[Free-text object descriptions]
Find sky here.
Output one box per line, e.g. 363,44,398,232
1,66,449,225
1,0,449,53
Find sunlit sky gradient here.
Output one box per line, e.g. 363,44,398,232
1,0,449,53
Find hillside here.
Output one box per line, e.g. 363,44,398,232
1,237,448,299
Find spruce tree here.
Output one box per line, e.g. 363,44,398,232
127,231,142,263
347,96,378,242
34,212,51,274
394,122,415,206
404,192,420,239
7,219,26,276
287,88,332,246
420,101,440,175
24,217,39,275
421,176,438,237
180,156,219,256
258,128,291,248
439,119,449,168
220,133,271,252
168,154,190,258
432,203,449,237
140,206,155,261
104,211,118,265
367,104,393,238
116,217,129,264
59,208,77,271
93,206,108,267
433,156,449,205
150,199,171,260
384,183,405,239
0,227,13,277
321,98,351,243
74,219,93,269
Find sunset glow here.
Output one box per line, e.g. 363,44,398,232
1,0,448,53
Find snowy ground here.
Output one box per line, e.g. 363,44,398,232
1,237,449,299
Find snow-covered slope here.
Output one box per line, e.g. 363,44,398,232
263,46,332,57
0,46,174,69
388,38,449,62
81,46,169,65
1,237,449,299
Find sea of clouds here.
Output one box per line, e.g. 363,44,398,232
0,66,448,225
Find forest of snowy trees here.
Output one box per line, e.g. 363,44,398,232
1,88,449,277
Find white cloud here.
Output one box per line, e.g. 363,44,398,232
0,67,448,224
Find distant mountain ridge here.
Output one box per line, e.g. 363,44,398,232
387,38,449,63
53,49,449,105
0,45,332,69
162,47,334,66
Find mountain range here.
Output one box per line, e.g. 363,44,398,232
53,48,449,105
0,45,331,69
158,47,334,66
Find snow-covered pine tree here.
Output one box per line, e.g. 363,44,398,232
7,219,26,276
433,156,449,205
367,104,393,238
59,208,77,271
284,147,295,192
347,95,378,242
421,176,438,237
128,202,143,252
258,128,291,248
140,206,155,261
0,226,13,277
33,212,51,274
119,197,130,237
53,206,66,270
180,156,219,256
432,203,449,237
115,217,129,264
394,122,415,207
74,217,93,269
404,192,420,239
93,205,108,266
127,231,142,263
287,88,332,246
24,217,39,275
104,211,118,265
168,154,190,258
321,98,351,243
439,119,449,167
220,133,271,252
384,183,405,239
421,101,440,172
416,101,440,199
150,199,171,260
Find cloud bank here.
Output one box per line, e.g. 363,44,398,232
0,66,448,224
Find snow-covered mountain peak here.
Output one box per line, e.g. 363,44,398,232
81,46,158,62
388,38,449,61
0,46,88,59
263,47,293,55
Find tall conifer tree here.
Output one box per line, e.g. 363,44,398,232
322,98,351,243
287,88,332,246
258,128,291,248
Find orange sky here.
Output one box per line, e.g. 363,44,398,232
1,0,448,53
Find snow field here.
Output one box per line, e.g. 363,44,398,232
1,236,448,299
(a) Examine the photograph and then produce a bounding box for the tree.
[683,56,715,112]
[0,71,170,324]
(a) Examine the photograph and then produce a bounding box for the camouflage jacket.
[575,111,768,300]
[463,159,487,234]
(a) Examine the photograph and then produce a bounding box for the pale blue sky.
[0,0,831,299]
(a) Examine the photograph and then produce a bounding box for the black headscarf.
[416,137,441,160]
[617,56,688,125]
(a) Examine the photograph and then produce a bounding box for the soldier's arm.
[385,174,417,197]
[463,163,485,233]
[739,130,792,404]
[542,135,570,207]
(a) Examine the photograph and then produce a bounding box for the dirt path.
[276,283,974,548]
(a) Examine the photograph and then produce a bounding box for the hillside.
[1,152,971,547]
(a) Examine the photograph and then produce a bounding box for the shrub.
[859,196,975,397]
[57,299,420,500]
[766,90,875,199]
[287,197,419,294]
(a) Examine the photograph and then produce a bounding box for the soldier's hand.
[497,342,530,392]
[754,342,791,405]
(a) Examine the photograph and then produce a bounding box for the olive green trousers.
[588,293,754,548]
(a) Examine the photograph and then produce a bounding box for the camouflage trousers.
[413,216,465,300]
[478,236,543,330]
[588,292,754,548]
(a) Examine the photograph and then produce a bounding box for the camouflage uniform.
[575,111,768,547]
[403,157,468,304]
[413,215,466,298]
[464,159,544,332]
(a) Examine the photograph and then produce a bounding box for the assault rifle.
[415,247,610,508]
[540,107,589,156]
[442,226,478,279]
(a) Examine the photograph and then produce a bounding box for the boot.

• _EXERCISE INSTRUCTIONS_:
Lines from the beginning of the data above through the line containing "Find white cloud here." are to be returned exactly, and no others.

• _SOLUTION TO THIS PROBLEM_:
Find sky here.
Output one box per line, e.g. 363,44,398,232
1,66,449,225
1,0,449,53
Find sunlit sky gradient here.
Output one box per line, e.g. 363,44,398,232
1,0,449,53
Find hillside here.
Output one box per line, e.g. 363,44,398,232
1,237,448,299
Find spruce tree here.
Output one box per line, e.g. 363,44,398,232
127,231,142,263
347,96,378,242
34,212,51,274
394,122,415,206
404,192,420,239
7,219,26,276
287,88,332,246
420,101,440,175
24,217,39,275
421,176,438,237
180,156,219,256
258,128,291,248
439,119,449,168
220,133,271,252
168,154,190,258
432,203,449,237
140,206,155,261
104,211,118,265
367,104,393,238
116,217,129,264
59,208,77,271
93,206,108,267
433,156,449,205
150,199,171,260
384,183,405,239
0,227,13,277
321,98,351,243
74,219,93,269
Find sunset glow here.
Output one box per line, e.g. 363,44,398,232
1,0,448,53
Find snowy ground here.
Output one box per line, e.g. 363,44,398,232
1,237,449,299
Find snow-covered slope here.
Output one box per line, e.g. 363,44,398,232
263,46,332,57
0,46,174,69
388,38,449,62
81,46,169,65
1,237,449,299
Find sea of clouds here.
Output one box per line, e.g. 363,44,398,232
0,66,448,225
Find forest of snowy trees here.
Output one box per line, e.g. 363,44,398,232
1,88,449,277
Find white cloud here.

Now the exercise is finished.